--- Material for this exercise ---
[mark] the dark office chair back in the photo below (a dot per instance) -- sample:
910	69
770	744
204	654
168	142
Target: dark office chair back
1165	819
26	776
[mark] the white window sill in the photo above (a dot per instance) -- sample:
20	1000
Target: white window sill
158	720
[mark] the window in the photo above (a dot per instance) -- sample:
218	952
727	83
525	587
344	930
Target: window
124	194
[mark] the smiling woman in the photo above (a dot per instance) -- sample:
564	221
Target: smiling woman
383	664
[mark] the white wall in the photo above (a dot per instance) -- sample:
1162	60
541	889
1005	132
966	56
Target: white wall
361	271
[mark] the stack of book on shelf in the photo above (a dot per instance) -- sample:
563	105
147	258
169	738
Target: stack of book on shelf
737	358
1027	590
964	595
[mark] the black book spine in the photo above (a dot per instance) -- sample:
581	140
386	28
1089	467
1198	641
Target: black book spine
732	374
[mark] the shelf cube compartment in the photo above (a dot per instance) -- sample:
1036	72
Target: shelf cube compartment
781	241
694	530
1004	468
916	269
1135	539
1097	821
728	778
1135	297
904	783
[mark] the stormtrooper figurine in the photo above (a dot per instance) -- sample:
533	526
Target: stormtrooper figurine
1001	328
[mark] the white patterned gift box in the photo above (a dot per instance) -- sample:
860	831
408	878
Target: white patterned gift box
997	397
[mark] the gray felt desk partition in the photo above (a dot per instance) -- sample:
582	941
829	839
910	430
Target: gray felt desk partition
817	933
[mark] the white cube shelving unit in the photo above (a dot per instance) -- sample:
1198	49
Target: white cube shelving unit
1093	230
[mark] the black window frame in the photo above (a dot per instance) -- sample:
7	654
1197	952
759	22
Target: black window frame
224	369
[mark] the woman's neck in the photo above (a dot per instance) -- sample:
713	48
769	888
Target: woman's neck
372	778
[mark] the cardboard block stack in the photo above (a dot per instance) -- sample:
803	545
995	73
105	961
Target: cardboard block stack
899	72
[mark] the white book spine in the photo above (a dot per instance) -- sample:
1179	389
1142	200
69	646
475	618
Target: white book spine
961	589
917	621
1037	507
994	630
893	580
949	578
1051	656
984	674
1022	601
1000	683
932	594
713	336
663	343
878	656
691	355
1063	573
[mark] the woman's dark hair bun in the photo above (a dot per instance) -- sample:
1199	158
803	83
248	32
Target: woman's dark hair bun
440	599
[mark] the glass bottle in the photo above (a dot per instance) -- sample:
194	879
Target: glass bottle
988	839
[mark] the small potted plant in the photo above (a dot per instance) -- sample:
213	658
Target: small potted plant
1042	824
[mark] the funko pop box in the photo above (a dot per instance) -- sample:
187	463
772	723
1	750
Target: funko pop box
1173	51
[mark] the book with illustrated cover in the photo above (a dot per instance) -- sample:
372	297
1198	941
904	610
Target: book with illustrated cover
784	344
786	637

--- Your goal ---
Rewrite the part of the items that opens with the line containing "[mark] the book" and runs through the end of the items, replacing "illustrated" with "painted" and leaving everything else unchanged.

--- Answer to this exercise ---
[mark] the book with painted cover in the photo above (a dot per instance) -- sample:
372	297
1198	941
904	610
Target: book with painted cover
784	344
786	637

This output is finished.